— YOUR INSTRUCTIONS —
Could you repeat the data from the line containing "of the dormer" through the end, switching "marker" to "pin" and leaving everything else unchanged?
-- BEGIN MATERIAL FOR THE TASK --
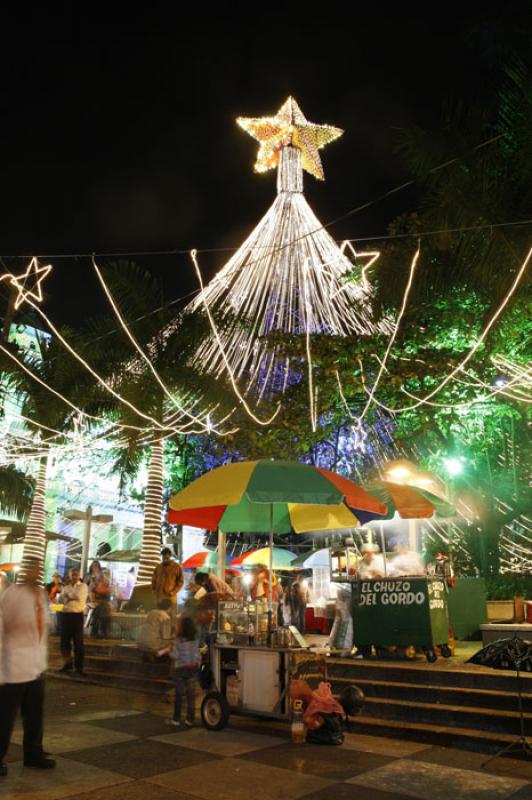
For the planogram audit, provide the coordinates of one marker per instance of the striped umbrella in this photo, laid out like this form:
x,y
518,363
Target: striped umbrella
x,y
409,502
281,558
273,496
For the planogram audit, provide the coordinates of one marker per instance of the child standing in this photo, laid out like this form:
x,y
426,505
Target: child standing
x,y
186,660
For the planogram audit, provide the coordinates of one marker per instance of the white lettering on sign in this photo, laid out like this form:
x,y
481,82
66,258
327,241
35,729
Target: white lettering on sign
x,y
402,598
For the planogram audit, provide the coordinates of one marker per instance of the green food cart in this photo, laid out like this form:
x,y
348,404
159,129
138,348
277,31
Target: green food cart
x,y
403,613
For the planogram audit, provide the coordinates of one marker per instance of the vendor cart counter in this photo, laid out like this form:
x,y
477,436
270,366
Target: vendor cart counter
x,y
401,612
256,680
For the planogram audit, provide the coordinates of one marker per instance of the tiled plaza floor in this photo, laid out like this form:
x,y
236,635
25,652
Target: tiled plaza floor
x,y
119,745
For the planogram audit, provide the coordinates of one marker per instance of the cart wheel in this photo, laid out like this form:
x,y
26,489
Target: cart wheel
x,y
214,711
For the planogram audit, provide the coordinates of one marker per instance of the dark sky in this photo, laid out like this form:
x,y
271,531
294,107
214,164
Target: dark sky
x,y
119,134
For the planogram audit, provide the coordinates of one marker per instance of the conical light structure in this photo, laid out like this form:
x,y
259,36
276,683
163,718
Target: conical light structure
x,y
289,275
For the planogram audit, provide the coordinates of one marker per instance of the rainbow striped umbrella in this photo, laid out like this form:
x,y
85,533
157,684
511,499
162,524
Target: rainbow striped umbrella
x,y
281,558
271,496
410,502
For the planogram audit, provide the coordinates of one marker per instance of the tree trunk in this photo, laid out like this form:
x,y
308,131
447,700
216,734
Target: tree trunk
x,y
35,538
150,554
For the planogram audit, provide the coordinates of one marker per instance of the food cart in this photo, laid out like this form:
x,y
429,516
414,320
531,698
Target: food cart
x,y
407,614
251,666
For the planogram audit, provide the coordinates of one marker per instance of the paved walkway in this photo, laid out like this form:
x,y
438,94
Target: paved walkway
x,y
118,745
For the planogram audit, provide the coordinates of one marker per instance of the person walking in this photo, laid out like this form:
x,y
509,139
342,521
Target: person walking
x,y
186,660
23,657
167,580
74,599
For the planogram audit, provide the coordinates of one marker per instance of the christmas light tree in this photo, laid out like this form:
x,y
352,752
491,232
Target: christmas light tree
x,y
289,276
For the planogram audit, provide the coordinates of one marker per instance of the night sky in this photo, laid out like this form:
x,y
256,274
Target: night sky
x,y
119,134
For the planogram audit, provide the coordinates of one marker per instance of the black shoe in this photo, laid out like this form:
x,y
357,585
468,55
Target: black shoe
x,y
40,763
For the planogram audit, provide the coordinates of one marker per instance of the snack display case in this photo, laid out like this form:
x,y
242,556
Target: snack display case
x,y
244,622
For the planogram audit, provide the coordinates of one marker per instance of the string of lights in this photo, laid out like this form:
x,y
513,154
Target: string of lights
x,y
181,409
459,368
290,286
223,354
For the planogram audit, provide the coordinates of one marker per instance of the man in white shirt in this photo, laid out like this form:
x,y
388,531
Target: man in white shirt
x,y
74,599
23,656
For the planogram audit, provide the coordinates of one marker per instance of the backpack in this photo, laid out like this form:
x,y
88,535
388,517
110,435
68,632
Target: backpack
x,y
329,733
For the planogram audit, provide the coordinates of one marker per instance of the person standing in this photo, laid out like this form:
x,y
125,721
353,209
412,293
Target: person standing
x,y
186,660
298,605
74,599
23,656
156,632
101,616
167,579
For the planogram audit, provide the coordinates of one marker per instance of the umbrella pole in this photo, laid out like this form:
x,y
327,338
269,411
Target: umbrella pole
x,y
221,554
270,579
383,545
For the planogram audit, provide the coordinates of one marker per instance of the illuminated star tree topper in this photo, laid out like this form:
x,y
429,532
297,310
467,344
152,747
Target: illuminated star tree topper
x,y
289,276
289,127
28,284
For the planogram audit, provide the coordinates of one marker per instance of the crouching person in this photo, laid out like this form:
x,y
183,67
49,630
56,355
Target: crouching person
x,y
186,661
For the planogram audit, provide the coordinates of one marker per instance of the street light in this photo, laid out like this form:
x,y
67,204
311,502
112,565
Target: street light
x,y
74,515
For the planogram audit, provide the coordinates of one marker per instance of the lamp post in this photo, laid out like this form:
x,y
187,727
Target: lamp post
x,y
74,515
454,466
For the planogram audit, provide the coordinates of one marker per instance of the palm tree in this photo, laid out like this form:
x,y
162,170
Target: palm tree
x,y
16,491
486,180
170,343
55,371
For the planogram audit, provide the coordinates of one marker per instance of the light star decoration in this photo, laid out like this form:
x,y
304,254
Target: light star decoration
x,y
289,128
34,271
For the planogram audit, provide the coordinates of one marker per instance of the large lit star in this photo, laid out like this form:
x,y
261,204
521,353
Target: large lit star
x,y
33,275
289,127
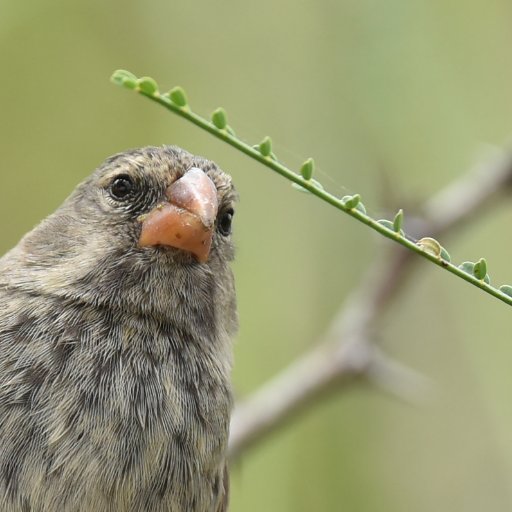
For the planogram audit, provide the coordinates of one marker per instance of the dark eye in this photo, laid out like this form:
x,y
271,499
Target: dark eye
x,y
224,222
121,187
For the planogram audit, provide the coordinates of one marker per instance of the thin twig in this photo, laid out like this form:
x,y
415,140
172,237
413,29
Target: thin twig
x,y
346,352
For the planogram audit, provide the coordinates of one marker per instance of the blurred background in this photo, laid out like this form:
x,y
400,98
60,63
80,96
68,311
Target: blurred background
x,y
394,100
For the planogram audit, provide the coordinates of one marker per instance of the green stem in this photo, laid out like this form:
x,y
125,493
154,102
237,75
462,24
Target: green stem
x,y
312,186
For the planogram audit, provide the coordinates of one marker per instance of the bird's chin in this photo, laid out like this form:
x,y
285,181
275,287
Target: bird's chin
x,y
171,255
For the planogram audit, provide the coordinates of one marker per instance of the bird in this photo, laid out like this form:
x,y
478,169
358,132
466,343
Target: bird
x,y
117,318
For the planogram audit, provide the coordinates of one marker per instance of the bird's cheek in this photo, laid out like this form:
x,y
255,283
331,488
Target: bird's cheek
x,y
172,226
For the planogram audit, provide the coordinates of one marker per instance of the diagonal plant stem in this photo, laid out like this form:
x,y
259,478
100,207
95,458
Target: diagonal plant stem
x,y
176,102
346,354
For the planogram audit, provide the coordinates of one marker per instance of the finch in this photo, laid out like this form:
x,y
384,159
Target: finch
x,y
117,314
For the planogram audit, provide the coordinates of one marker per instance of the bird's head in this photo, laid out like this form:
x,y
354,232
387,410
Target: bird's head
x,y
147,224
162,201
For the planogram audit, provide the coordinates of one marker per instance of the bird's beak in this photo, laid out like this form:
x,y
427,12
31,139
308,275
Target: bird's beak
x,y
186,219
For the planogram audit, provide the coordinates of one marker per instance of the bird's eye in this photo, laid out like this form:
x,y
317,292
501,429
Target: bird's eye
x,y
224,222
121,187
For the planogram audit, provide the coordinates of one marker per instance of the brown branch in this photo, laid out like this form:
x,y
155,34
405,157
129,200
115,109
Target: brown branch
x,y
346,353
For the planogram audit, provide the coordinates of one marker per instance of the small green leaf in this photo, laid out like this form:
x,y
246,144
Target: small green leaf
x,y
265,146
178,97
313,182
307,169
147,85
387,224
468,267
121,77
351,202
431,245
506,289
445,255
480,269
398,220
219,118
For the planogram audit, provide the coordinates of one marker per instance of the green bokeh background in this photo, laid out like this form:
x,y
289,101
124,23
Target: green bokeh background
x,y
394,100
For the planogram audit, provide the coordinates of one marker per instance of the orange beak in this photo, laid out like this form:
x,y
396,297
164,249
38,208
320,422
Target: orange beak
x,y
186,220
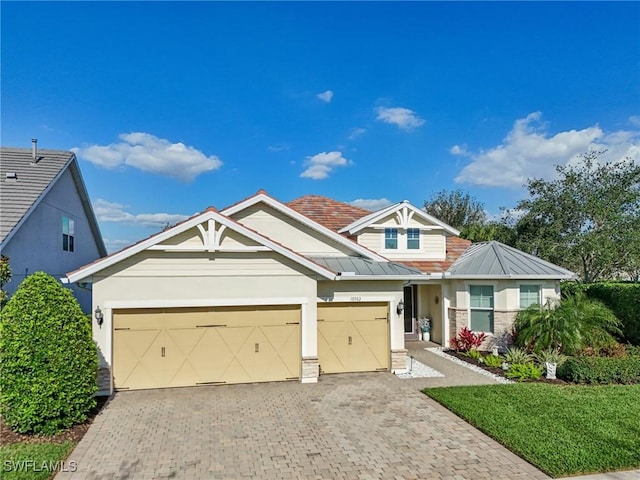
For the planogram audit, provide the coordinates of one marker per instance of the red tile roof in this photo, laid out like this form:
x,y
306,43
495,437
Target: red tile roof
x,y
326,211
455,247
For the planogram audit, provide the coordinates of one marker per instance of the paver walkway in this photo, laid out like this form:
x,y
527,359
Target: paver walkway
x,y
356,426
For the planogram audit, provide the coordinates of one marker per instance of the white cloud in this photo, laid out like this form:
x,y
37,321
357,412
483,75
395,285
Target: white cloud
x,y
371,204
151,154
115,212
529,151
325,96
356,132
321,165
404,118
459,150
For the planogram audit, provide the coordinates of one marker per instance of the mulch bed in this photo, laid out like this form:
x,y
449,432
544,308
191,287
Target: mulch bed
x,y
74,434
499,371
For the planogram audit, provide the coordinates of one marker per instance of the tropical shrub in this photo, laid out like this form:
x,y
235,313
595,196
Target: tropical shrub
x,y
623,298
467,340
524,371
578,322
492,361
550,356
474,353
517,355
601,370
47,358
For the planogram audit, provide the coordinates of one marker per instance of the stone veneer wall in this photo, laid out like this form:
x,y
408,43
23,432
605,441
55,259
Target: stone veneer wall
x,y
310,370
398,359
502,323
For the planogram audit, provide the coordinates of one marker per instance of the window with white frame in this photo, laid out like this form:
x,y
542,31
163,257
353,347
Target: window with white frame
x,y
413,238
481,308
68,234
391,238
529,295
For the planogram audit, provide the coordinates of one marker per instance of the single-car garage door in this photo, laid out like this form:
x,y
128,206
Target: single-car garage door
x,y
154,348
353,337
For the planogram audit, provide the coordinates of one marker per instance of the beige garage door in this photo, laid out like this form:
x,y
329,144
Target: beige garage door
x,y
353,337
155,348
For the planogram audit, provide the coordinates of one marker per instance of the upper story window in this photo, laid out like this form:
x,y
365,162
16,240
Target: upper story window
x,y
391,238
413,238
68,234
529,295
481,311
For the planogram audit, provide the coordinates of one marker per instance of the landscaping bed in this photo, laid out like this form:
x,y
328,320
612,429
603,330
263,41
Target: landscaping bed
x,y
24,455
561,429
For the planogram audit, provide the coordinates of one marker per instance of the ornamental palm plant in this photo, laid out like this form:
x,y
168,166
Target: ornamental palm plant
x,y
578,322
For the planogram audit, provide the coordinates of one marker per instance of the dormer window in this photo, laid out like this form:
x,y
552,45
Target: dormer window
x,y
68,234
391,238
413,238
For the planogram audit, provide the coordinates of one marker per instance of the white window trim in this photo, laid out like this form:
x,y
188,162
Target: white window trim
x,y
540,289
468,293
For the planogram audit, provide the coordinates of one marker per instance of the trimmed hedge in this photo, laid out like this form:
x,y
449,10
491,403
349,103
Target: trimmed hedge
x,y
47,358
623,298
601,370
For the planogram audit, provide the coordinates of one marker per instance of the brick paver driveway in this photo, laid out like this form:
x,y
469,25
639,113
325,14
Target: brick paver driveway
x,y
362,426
-- END MATERIAL FOR THE TASK --
— SOLUTION —
For the planogram audit, provide the coordinates of one pin per instance of the dormer window in this photo, laid out like this form:
x,y
552,45
Target: dormer window
x,y
68,234
391,238
413,238
For the planogram audit, provide the coordinates of one pin per instance of the white window trim in this photo, laid out like this form:
x,y
188,162
Target: white window trim
x,y
540,289
468,293
For the planogram audit, provide the coordinates of one pin per instance of the trimmed hedge in this photo, laid out like this form:
x,y
449,10
491,403
349,103
Target: trimmed hedge
x,y
47,358
623,298
601,370
For the planogram audit, provide the coordinates of one pin per instance of the brick paver driveway in this photo, laid out like this form:
x,y
469,25
639,113
325,14
Target: brick paver driveway
x,y
362,426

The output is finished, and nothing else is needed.